[ARTICLE]
____
Original blog: Doi Tech Team
Link: https://blog.doiduoyi.com/authors/1584446358138
Original intention: Record the excellent learning experiences of the Doi Tech Team

*This article is based on PaddlePaddle 0.11.0 and Python 2.7

Introduction¶

Before reading this article, you should read the previous article Object Detection Implementation Using VOC Dataset, as most of the code and dataset formats used in this article are derived from the previous one. This article introduces how to perform object detection using a custom image dataset.

Dataset Introduction¶

The dataset we use this time is natural scene license plates. Do you remember how license plates were cropped in the article End-to-End Recognition of License Plates? We used OpenCV for multiple image processing steps to achieve license plate localization, but the localization effect was poor. In this article, we attempt to use a neural network for license plate localization.

Download License Plates¶

First, we download license plate data from the internet for training. The core code snippet is as follows:

def start_download(self):
    self.download_sum = 0
    gsm = 80
    str_gsm = str(gsm)
    pn = 0
    if not os.path.exists(self.save_path):
        os.makedirs(self.save_path)
    while self.download_sum < self.download_max:
        str_pn = str(self.download_sum)
        url = 'http://image.baidu.com/search/flip?tn=baiduimage&ie=utf-8&' \
              'word=' + self.key_word + '&pn=' + str_pn + '&gsm=' + str_gsm + '&ct=&ic=0&lm=-1&width=0&height=0'
        print url
        result = requests.get(url)
        self.downloadImages(result.text)
    print 'Download completed'

Rename Images¶

Downloaded images are stored in data/plate_number/images/. Some downloaded data may not be license plates, so we need to delete those. To make the dataset compatible with the VOC format, we rename the images with a six-digit number naming convention:

# coding=utf-8
import os

def rename(images_dir):
    # Get all images
    images = os.listdir(images_dir)
    i = 1
    for image in images:
        src_name = images_dir + image
        # Name with six-digit numbers (VOC dataset format)
        name = '%06d.jpg' % i
        dst_name = images_dir + name
        os.rename(src_name, dst_name)
____
[Excerpts from a pointing dataset]
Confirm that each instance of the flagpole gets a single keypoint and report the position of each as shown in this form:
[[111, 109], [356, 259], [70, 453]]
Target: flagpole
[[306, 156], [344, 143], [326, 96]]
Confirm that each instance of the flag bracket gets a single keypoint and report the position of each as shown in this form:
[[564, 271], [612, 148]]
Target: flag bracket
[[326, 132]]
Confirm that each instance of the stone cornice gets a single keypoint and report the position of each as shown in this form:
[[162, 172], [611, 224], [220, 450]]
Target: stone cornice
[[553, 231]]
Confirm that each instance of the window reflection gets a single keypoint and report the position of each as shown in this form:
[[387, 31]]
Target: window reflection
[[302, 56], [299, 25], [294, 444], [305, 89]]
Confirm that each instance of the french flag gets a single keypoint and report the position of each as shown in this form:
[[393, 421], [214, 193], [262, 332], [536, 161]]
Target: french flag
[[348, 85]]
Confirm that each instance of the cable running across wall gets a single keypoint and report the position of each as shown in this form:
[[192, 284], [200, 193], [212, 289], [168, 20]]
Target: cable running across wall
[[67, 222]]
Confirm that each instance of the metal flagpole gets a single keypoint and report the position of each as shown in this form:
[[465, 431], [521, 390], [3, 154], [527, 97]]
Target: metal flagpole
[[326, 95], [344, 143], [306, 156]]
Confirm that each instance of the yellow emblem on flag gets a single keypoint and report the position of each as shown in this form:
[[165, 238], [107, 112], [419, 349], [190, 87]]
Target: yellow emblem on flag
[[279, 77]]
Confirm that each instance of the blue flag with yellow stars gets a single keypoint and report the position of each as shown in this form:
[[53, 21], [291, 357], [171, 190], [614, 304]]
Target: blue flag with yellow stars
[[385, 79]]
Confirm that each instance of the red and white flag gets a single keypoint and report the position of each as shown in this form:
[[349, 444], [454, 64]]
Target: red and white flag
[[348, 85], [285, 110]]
____
[SET TASKS]
**1)** In the license plate detection article, which versions of PaddlePaddle and Python is the work based on?
**2)** Output the portion of the license plate detection article starting with "# coding=utf-8" and going on through "(VOC dataset format)".

[THE ANSWERS]
**1)** PaddlePaddle 0.11.0 and Python 2.7.

**2)**
# coding=utf-8
import os

def rename(images_dir):
    # Get all images
    images = os.listdir(images_dir)
    i = 1
    for image in images:
        src_name = images_dir + image
        # Name with six-digit numbers (VOC dataset format)